WHAT IS BEING ASKED: Exact copies of the records below are required.

RECORD EXCERPTS:
===============

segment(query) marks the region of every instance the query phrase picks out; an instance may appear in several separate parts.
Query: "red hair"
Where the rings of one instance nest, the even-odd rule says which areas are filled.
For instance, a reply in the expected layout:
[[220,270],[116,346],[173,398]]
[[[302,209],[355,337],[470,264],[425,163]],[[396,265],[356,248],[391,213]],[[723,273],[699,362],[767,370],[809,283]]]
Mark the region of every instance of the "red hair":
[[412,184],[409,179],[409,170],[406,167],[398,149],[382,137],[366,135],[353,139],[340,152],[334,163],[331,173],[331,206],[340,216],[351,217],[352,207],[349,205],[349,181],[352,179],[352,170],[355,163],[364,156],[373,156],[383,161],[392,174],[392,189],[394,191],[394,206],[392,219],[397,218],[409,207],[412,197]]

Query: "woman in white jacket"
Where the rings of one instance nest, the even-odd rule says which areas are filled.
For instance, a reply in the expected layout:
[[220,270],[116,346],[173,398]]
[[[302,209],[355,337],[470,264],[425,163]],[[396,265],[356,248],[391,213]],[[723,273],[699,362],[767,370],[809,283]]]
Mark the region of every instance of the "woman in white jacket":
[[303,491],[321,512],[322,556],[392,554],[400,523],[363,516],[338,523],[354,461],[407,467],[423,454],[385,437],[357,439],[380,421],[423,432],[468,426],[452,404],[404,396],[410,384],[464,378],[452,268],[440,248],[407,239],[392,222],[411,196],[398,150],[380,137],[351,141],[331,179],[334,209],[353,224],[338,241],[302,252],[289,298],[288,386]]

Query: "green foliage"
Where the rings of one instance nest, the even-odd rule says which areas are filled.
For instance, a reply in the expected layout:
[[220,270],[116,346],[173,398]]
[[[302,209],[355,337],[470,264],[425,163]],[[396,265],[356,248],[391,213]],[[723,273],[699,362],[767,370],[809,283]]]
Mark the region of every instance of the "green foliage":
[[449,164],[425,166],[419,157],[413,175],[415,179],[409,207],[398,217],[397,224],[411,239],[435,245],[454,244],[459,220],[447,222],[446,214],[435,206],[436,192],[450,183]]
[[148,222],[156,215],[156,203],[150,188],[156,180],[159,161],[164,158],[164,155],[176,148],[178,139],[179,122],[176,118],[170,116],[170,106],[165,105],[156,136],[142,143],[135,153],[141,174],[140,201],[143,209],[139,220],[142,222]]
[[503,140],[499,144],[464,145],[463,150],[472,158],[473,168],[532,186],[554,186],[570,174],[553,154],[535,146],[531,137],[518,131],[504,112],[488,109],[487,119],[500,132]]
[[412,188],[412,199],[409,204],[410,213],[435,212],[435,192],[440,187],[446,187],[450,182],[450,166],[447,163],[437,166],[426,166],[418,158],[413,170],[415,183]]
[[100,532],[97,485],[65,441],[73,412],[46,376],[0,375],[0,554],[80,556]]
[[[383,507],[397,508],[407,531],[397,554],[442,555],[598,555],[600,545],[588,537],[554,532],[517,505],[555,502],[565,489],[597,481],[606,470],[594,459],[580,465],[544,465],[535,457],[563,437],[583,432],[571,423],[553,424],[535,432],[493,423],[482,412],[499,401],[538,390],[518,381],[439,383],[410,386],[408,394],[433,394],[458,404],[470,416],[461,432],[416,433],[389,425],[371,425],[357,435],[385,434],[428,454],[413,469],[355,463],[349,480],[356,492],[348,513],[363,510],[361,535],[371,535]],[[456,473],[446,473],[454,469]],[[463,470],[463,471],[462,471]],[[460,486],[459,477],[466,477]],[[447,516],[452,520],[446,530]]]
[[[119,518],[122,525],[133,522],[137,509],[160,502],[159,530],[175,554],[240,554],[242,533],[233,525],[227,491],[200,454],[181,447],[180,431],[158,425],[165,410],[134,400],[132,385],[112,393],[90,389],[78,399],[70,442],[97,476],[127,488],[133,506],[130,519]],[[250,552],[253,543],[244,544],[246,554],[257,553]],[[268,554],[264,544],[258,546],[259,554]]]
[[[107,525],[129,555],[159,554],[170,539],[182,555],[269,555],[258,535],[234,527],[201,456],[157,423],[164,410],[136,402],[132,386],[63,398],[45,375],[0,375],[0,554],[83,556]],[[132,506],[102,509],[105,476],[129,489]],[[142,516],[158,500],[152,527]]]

===============

WORKED SOLUTION:
segment(query) marks the region of every instance the query phrase picks out; an instance may appear in several separate parts.
Query: "red hair"
Where the rings of one instance nest, the even-odd rule says which areas are filled.
For instance, a reply in the expected layout:
[[220,270],[116,346],[173,398]]
[[[302,209],[355,337],[470,264],[425,163]],[[396,265],[356,248],[391,213]],[[723,273],[699,362],[767,370],[809,283]]]
Mark the region of every instance of the "red hair":
[[412,184],[409,179],[409,170],[406,167],[398,149],[382,137],[366,135],[353,139],[340,152],[334,163],[331,173],[331,206],[340,216],[351,217],[352,207],[349,205],[349,181],[352,179],[352,170],[355,163],[364,156],[373,156],[383,161],[392,174],[392,189],[394,191],[394,206],[392,219],[397,218],[409,207],[412,197]]

Query: "woman in white jacket"
Where the rings of one instance nest, the even-odd rule says which areas are filled.
For instance, a reply in the expected layout:
[[220,270],[116,346],[173,398]]
[[[302,209],[355,337],[470,264],[425,163]],[[396,265],[356,248],[391,213]],[[723,273],[699,362],[767,370],[809,283]]]
Mark the region of every instance of the "woman in white jacket":
[[303,491],[321,512],[322,556],[392,554],[400,523],[363,516],[338,523],[354,461],[407,467],[423,454],[385,437],[357,439],[380,421],[423,432],[468,426],[452,404],[404,396],[410,384],[464,378],[452,268],[440,248],[407,239],[392,222],[411,196],[398,150],[380,137],[351,141],[331,179],[334,209],[353,224],[338,241],[302,252],[289,298],[288,386]]

Query: "green foliage"
Where the rings of one instance nest, the even-odd rule says which areas are filled.
For instance, a reply in the expected layout:
[[220,270],[116,346],[173,398]]
[[[302,209],[355,337],[470,264],[425,163]],[[396,265],[356,248],[391,213]],[[723,273],[699,362],[767,370],[809,283]]]
Mark the region of every instance of the "green foliage":
[[449,164],[425,166],[419,157],[413,175],[415,179],[409,207],[398,217],[397,224],[411,239],[435,245],[454,244],[459,220],[447,222],[446,214],[435,206],[436,192],[450,183]]
[[148,222],[156,215],[156,203],[150,188],[156,180],[159,161],[164,158],[164,155],[176,148],[178,139],[179,122],[176,118],[170,116],[170,106],[165,105],[156,136],[142,143],[135,153],[141,174],[140,201],[143,209],[139,220],[142,222]]
[[503,140],[499,144],[464,145],[463,150],[472,158],[473,168],[532,186],[554,186],[570,174],[553,154],[535,146],[531,137],[518,131],[504,112],[488,109],[487,119],[500,132]]
[[412,188],[412,199],[409,204],[410,213],[435,212],[435,192],[440,187],[446,187],[450,182],[450,166],[447,163],[437,166],[426,166],[418,158],[413,170],[415,183]]
[[100,532],[97,485],[65,441],[73,412],[46,376],[0,375],[0,554],[80,556]]
[[[383,507],[397,508],[407,531],[397,554],[442,555],[598,555],[600,545],[588,537],[554,532],[517,505],[555,502],[565,489],[597,481],[606,470],[594,459],[580,465],[544,465],[535,457],[563,437],[583,432],[571,423],[553,424],[535,432],[493,423],[482,412],[499,401],[538,390],[518,381],[439,383],[410,386],[408,394],[433,394],[458,404],[470,416],[461,432],[416,433],[389,425],[371,425],[357,435],[385,434],[428,454],[413,469],[355,463],[349,480],[356,492],[348,513],[363,510],[361,535],[371,535]],[[456,473],[446,473],[454,469]],[[463,470],[463,471],[462,471]],[[460,486],[459,477],[466,477]],[[447,516],[452,520],[446,530]]]
[[[119,518],[122,525],[133,522],[137,509],[160,502],[159,530],[175,554],[240,554],[242,533],[233,525],[227,491],[200,454],[181,447],[180,431],[158,425],[165,410],[134,400],[132,385],[112,393],[90,389],[78,399],[70,442],[97,476],[127,488],[133,506],[130,519]],[[250,552],[253,543],[244,544],[246,554],[257,553]],[[268,554],[264,544],[258,546],[259,554]]]
[[[107,525],[129,555],[159,554],[170,539],[182,555],[269,555],[258,535],[234,527],[201,456],[157,423],[164,410],[136,402],[132,386],[63,398],[45,375],[0,375],[0,554],[83,556]],[[132,506],[102,509],[105,476],[129,489]],[[142,516],[158,500],[152,527]]]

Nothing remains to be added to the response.